TASK STATEMENT -
Output each line of the material exactly as it appears.

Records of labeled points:

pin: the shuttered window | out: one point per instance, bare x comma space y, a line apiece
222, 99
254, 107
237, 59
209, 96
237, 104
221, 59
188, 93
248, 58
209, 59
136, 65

WRITTEN RESPONSE -
pin: the shuttered window | out: one point per instance, bare x comma space y, a line apiece
222, 99
254, 107
237, 59
209, 96
237, 104
221, 59
188, 93
248, 58
209, 59
136, 65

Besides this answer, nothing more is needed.